• [ENTRIES]:
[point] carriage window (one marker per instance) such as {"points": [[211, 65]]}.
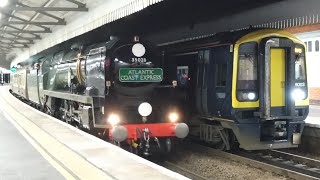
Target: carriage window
{"points": [[317, 46], [309, 46], [300, 67], [247, 82], [221, 75]]}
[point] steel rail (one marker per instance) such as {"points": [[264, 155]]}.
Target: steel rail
{"points": [[174, 167], [250, 159]]}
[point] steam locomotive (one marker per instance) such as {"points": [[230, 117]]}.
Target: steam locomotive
{"points": [[246, 87], [109, 88]]}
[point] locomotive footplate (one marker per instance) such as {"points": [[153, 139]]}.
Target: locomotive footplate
{"points": [[179, 130]]}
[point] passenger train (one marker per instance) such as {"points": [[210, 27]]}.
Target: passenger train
{"points": [[110, 88], [246, 87], [311, 40]]}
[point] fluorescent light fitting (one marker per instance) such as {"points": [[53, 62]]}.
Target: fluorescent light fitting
{"points": [[3, 3]]}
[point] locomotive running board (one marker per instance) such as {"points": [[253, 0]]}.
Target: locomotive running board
{"points": [[71, 97]]}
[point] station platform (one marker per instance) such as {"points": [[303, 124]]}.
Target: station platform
{"points": [[37, 146], [313, 119]]}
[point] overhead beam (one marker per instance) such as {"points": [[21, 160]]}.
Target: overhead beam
{"points": [[17, 30], [24, 21], [26, 38], [44, 13], [77, 3], [32, 23], [42, 9], [17, 38], [13, 43]]}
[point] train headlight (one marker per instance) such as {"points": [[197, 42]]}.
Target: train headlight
{"points": [[173, 117], [298, 94], [248, 96], [113, 119], [145, 109], [251, 96]]}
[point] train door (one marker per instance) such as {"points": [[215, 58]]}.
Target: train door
{"points": [[278, 80], [202, 81], [219, 94], [182, 67]]}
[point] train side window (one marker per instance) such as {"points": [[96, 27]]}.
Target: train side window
{"points": [[309, 46], [316, 46]]}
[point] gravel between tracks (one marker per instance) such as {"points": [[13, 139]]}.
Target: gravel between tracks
{"points": [[302, 152], [214, 167]]}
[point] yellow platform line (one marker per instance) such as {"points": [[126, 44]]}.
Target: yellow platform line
{"points": [[43, 153], [72, 161]]}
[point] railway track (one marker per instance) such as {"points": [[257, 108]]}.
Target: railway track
{"points": [[289, 165], [175, 167], [293, 162]]}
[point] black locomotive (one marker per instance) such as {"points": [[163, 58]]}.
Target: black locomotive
{"points": [[108, 88]]}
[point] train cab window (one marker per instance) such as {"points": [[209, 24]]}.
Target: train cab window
{"points": [[247, 82], [300, 65], [221, 75], [316, 44], [309, 46]]}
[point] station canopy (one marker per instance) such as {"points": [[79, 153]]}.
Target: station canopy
{"points": [[28, 27]]}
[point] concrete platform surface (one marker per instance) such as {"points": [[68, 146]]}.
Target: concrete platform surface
{"points": [[313, 119], [18, 158], [73, 153]]}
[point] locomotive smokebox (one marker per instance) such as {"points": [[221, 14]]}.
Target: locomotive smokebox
{"points": [[182, 130], [119, 133]]}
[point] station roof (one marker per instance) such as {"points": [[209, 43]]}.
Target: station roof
{"points": [[24, 21], [35, 25]]}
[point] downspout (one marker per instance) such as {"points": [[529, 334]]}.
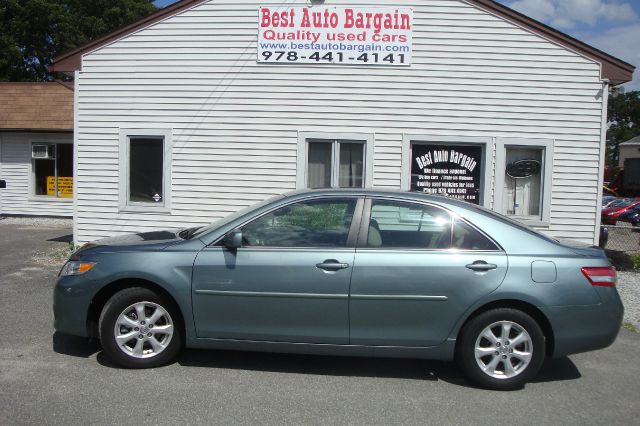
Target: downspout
{"points": [[602, 164]]}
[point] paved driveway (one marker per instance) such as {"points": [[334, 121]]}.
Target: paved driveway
{"points": [[53, 379]]}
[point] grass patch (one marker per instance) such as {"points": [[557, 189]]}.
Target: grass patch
{"points": [[56, 256], [628, 326]]}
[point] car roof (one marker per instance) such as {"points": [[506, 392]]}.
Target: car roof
{"points": [[379, 193]]}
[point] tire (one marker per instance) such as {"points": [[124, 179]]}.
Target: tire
{"points": [[133, 342], [510, 349]]}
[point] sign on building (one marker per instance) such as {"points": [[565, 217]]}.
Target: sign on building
{"points": [[65, 186], [450, 170], [330, 35]]}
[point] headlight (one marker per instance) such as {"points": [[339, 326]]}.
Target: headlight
{"points": [[76, 268]]}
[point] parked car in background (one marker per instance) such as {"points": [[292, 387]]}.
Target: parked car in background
{"points": [[346, 272], [610, 214], [607, 200], [631, 216]]}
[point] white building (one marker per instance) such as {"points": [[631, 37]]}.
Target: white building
{"points": [[36, 149], [202, 108]]}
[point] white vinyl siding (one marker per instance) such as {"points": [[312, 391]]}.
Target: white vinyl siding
{"points": [[16, 168], [235, 123]]}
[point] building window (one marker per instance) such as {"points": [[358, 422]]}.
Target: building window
{"points": [[145, 168], [52, 169], [341, 161], [522, 189], [146, 159], [335, 163], [523, 179]]}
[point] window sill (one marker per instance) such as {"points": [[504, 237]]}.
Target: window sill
{"points": [[150, 209], [49, 199]]}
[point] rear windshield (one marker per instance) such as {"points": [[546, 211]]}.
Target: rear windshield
{"points": [[232, 217], [512, 222]]}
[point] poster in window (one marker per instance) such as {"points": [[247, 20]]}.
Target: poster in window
{"points": [[449, 170]]}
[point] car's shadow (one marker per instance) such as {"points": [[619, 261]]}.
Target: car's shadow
{"points": [[553, 370], [74, 346]]}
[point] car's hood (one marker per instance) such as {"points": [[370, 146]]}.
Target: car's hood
{"points": [[611, 209], [144, 241]]}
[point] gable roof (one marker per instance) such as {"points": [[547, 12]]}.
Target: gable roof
{"points": [[613, 69], [36, 106]]}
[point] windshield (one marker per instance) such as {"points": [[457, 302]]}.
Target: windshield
{"points": [[228, 219], [622, 203]]}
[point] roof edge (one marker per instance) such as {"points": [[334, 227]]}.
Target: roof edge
{"points": [[613, 69], [72, 60], [36, 130]]}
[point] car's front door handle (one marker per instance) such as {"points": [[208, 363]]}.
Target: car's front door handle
{"points": [[332, 265], [482, 266]]}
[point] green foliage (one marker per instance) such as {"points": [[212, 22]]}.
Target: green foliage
{"points": [[33, 32], [624, 122]]}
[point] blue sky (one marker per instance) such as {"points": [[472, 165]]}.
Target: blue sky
{"points": [[609, 25]]}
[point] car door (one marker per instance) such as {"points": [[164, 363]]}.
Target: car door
{"points": [[289, 282], [417, 270]]}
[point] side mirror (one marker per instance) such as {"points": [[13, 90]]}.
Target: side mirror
{"points": [[233, 240]]}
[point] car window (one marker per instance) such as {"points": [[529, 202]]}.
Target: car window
{"points": [[622, 203], [406, 225], [466, 237], [320, 223]]}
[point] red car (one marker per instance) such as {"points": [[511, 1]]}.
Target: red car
{"points": [[610, 214]]}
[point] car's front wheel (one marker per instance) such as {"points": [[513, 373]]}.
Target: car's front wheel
{"points": [[138, 329], [501, 349]]}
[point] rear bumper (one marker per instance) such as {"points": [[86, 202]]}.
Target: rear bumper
{"points": [[584, 328]]}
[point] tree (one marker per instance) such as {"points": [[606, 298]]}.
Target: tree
{"points": [[33, 32], [624, 122]]}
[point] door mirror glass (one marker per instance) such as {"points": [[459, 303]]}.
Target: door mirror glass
{"points": [[233, 240]]}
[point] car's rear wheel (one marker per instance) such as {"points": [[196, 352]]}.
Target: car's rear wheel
{"points": [[138, 329], [501, 349]]}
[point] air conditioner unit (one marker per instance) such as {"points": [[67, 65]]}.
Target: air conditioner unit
{"points": [[43, 151]]}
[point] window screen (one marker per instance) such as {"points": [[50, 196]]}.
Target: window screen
{"points": [[53, 176], [146, 160]]}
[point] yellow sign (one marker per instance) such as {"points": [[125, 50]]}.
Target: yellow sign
{"points": [[65, 186]]}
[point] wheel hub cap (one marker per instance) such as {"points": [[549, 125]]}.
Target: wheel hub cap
{"points": [[503, 350], [143, 330]]}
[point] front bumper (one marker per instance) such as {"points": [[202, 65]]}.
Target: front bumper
{"points": [[71, 301]]}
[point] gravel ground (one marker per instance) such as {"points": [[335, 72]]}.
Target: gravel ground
{"points": [[38, 222], [629, 288]]}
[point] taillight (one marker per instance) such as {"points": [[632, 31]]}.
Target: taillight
{"points": [[601, 276]]}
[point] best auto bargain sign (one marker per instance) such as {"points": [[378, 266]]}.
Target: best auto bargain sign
{"points": [[330, 35]]}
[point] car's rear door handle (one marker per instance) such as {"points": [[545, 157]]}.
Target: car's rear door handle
{"points": [[482, 266], [332, 265]]}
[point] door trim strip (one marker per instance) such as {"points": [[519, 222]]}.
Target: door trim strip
{"points": [[271, 294]]}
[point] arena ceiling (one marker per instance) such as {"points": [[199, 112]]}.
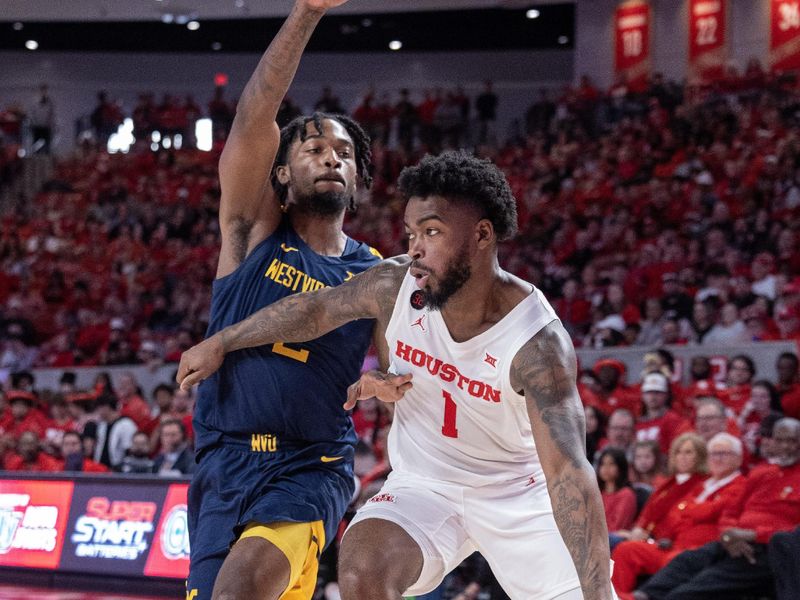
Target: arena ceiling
{"points": [[245, 25], [125, 10]]}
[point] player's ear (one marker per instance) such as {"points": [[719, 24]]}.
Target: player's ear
{"points": [[284, 174], [484, 233]]}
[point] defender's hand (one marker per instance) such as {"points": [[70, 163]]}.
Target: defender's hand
{"points": [[384, 386], [200, 361], [320, 5]]}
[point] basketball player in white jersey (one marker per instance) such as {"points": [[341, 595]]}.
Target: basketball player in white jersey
{"points": [[487, 443]]}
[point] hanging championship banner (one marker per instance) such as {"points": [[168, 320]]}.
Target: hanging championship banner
{"points": [[784, 45], [632, 42], [707, 39]]}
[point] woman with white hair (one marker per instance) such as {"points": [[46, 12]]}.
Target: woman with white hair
{"points": [[690, 523]]}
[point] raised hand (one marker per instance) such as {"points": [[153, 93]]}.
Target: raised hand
{"points": [[320, 5], [200, 361], [383, 386]]}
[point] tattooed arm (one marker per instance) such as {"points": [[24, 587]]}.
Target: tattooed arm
{"points": [[248, 210], [545, 369], [301, 317]]}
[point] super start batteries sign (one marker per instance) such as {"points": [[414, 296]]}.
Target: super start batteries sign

• [TASK DETAILS]: Copy the data verbatim, starting at the line that contains "[point] defender's hand" and ending with the last line of the data, including both of those lines.

• [WORKED ANSWER]:
[point] defender's hand (one marker per instance) such as {"points": [[70, 163]]}.
Target: defender's hand
{"points": [[384, 386], [200, 361], [320, 5]]}
[point] basketball player in white jersey (one marker per instance) such as {"points": [[341, 595]]}.
Target: basketball player in white jersey
{"points": [[487, 443]]}
[point] hanging championship banner (one marker per instance) such as {"points": [[168, 320]]}.
Target: hanging championship banner
{"points": [[784, 45], [632, 42], [707, 39]]}
[point] woman with white hair (one marker per instance) such as {"points": [[46, 12]]}.
Target: woman with white hair
{"points": [[690, 523]]}
[point] raised hand (one marker per instance) such as {"points": [[153, 93]]}.
Target: raised hand
{"points": [[320, 5], [200, 361], [383, 386]]}
[point] tattooed arm (one marker per instance) such as {"points": [[24, 587]]}.
Target: tattooed arm
{"points": [[248, 210], [545, 369], [301, 317]]}
[point] super start batteries sign (one marker per instance) such as {"points": [[414, 296]]}.
Target: super start batteries sign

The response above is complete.